### SOURCE RECORDS
+ + + + +

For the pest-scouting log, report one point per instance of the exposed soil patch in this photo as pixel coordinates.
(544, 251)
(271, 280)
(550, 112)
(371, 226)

+ + + + +

### WHAT TO WORK ON
Place all of the rows above into a Markdown table with two columns: Row, giving each line's number, and Text, giving the line itself. Leave out any blank lines.

### CORRECT OUTPUT
| Row | Text |
|---|---|
| 1 | For the pest-scouting log, report one point per instance of the exposed soil patch in this photo as pixel coordinates. |
| 2 | (544, 251) |
| 3 | (271, 280) |
| 4 | (550, 112) |
| 5 | (371, 226) |